Copy the lines from the one containing "task: segment the white sky" through the one containing "M 282 120 L", including both, with no changes.

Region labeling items
- - - -

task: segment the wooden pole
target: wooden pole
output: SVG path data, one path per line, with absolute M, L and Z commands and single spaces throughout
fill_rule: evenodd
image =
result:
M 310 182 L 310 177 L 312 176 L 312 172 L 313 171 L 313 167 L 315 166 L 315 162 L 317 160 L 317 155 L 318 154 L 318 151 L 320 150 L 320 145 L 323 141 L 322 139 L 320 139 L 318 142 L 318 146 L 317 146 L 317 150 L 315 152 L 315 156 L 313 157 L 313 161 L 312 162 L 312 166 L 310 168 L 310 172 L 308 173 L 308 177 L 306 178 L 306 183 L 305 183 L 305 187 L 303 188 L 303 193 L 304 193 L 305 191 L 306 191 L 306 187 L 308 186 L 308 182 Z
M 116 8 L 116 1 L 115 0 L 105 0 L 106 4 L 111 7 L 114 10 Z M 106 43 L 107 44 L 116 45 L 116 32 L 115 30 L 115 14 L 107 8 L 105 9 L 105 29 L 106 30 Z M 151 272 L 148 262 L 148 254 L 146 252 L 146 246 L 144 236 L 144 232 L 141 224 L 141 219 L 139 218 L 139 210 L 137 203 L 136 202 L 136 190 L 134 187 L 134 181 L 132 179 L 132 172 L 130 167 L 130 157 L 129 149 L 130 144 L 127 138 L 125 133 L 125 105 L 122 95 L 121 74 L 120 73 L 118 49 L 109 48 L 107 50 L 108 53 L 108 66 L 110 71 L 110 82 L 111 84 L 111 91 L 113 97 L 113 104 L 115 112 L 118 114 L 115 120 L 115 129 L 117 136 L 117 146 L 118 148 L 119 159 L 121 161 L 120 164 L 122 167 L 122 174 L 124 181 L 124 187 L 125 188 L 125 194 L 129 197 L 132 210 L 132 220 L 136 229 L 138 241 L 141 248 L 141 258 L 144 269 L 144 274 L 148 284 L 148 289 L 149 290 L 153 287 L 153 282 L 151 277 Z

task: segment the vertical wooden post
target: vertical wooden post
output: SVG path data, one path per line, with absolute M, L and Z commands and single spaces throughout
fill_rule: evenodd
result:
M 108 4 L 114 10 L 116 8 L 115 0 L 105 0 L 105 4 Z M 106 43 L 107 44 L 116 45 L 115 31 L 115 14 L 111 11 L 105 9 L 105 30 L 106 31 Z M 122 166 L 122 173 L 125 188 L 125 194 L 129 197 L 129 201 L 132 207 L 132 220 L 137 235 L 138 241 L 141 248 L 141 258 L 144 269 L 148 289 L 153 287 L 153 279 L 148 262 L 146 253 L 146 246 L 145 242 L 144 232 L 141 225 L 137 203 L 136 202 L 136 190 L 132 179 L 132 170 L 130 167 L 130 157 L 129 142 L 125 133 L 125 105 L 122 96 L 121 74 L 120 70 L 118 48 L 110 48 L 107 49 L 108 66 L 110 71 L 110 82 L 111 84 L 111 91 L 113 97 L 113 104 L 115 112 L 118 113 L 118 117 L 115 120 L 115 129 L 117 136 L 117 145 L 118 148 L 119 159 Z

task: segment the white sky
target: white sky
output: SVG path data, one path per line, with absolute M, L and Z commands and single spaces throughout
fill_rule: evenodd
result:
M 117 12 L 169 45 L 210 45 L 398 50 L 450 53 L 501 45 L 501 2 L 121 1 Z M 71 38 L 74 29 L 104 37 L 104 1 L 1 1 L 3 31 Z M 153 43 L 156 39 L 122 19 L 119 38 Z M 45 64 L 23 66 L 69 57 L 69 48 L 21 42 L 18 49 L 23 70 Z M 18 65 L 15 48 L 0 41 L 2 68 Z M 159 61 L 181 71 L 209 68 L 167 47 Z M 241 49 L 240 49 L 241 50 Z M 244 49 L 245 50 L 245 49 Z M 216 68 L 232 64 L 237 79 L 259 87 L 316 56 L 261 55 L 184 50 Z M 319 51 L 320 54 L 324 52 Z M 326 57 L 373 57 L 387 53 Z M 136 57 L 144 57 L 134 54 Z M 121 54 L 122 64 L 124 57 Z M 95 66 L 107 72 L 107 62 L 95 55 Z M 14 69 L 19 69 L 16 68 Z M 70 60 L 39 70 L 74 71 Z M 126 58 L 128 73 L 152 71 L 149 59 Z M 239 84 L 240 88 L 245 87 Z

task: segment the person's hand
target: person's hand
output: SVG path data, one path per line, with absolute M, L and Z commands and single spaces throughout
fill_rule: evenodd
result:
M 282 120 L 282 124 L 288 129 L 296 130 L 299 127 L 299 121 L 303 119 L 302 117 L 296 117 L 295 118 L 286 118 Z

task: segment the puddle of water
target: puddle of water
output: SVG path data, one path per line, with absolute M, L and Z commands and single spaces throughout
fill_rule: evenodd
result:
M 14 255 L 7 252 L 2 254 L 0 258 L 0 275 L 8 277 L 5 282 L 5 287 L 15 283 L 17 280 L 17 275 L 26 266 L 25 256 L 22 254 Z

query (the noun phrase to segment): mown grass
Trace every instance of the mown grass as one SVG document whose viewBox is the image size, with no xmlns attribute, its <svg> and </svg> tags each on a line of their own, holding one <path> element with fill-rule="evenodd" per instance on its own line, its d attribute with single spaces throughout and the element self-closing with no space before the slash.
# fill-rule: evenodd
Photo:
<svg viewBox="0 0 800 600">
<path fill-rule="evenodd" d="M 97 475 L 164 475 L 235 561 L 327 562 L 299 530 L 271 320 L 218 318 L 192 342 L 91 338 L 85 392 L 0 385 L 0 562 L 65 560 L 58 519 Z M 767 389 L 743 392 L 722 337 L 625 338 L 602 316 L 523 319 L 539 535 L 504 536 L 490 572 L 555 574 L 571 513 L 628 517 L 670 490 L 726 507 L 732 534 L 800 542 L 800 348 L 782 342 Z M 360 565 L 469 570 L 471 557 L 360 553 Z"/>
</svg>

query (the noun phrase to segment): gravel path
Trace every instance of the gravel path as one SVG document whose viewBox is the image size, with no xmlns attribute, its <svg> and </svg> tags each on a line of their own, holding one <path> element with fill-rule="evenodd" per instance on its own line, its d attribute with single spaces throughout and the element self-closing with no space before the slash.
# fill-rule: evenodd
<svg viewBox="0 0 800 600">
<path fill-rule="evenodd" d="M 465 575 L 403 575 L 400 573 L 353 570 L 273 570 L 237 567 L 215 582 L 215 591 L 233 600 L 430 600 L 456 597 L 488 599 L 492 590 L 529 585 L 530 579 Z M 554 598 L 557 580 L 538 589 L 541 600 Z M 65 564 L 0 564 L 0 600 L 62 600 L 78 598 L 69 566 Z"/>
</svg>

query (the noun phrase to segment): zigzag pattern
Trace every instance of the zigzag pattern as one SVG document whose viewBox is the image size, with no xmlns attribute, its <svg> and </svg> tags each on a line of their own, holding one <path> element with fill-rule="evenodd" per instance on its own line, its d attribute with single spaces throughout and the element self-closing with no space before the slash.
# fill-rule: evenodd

- - - -

SOLUTION FOR THIS PROBLEM —
task: segment the white sky
target: white sky
output: SVG path data, one path per line, with absolute M, L and Z commands and single spaces throughout
fill_rule: evenodd
result:
M 117 12 L 169 45 L 210 45 L 398 50 L 450 53 L 501 45 L 501 2 L 121 1 Z M 71 38 L 74 29 L 104 37 L 104 1 L 1 1 L 3 31 Z M 153 43 L 156 39 L 122 19 L 119 38 Z M 45 64 L 23 66 L 69 57 L 69 48 L 21 42 L 18 49 L 23 70 Z M 18 65 L 15 48 L 0 41 L 2 68 Z M 159 61 L 181 71 L 209 68 L 167 47 Z M 241 49 L 240 49 L 241 50 Z M 244 49 L 245 50 L 245 49 Z M 216 68 L 232 64 L 237 79 L 259 87 L 316 56 L 261 55 L 184 50 Z M 319 51 L 320 54 L 324 52 Z M 326 57 L 373 57 L 387 53 Z M 136 57 L 144 57 L 134 54 Z M 121 54 L 122 64 L 124 57 Z M 95 66 L 107 72 L 107 62 L 95 55 Z M 14 69 L 19 69 L 16 68 Z M 70 60 L 39 70 L 74 71 Z M 126 58 L 128 73 L 152 71 L 149 59 Z M 239 84 L 240 88 L 245 87 Z

task: segment the person's hand
target: person's hand
output: SVG path data, one path per line, with absolute M, L and Z commands and single spaces throughout
fill_rule: evenodd
result:
M 282 120 L 282 124 L 288 129 L 296 130 L 299 127 L 299 121 L 303 119 L 302 117 L 296 117 L 295 118 L 286 118 Z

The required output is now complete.